(WHAT THE TASK ASKS): The records that follow must be repeated exactly, except for their pictures.

┌─ DATA PROVIDED

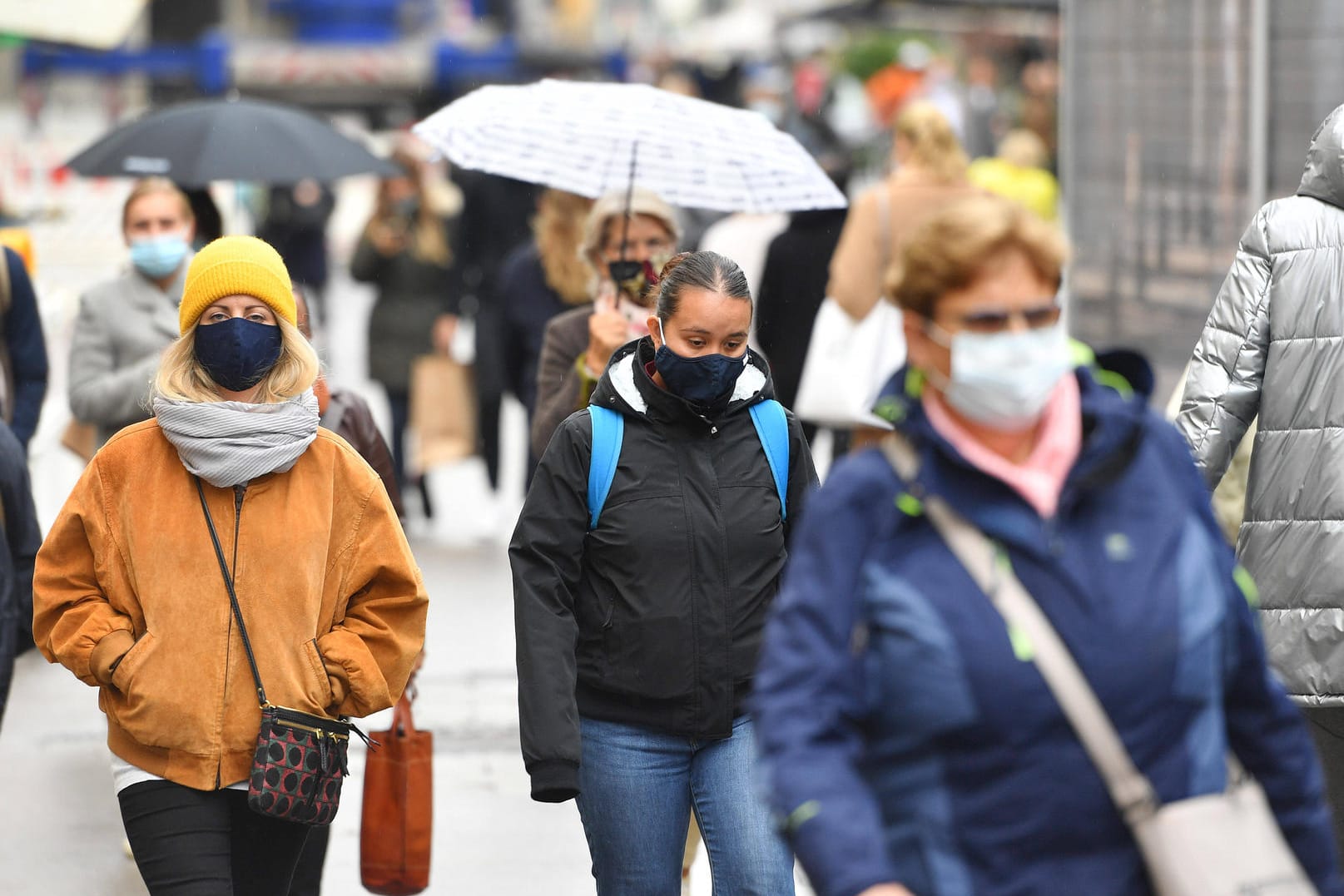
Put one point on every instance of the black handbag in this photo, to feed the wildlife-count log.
(300, 760)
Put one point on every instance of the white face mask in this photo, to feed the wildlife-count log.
(1004, 380)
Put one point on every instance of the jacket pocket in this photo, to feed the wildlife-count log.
(124, 675)
(319, 686)
(164, 696)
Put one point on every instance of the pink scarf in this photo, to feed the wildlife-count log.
(1040, 480)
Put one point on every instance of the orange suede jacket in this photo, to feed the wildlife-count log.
(330, 592)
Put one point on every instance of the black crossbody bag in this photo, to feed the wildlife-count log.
(300, 760)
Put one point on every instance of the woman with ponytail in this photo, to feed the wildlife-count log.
(638, 614)
(930, 172)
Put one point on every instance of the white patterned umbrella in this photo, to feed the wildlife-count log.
(592, 139)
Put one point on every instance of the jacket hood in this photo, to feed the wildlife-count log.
(1322, 175)
(627, 386)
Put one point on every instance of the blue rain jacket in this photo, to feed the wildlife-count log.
(907, 738)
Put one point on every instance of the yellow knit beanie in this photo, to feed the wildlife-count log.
(236, 266)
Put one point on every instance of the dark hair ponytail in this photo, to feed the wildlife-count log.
(705, 270)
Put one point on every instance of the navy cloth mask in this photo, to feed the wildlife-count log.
(238, 352)
(705, 380)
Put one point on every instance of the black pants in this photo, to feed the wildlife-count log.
(1327, 725)
(308, 874)
(207, 843)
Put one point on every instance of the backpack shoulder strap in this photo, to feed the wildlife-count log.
(608, 433)
(773, 430)
(6, 286)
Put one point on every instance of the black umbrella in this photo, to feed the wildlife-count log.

└─

(THE COMPLETED TASK):
Put one point on every instance of the black handbag in this photo, to feed the wildlife-count log.
(300, 760)
Put one point on every instance of the white face mask in this photo, to feed the wildlife-count log.
(1004, 380)
Put one point on every instance of the jacket pocket in this photo, to feed the wildlife-count log.
(124, 675)
(319, 686)
(164, 696)
Put one point on every instance of the pink scarf in this photo, to feed the wildlife-count log.
(1040, 480)
Put one point on every instance of the orange suede jacket in this photo, to feed the wildlife-count log.
(330, 592)
Put one point on every instance of the black crossbody bag in this photo, to feed the wildlife-count log.
(300, 760)
Put one point on every instance of the woman with ponytail in this photo, to feed the wildlife-count log.
(638, 614)
(930, 172)
Put one point on every instance of the white patterned umbrella in this photo, to feed the wildlife-count log.
(592, 139)
Put one point on every instance of the jacket hood in this photo, to feed the wildlife-count log.
(1322, 175)
(627, 386)
Put one point on every instance of the blue rain jacket in this photo, to feed the wildlife-count log.
(907, 738)
Put one point on every instance of the yellow knit beanie in this photo, to feed the wildlife-count log.
(236, 266)
Put one point on every instance of the dark hair ponytail in this photo, to feed the wildlife-count log.
(705, 270)
Put one point on every instance of the navy cloth mask in this photo, to feed the wildlife-count log.
(238, 352)
(705, 380)
Put one point on every instance of the black pants in this photo, to feed the wildlife-count log.
(1327, 725)
(308, 874)
(207, 843)
Put one point on every instance of the backpack shoulder strap in this photo, to feed the wildlife-count log.
(608, 433)
(773, 430)
(6, 286)
Put one point on every instance of the black umbrella in this photo, to feed the wildlife-count log.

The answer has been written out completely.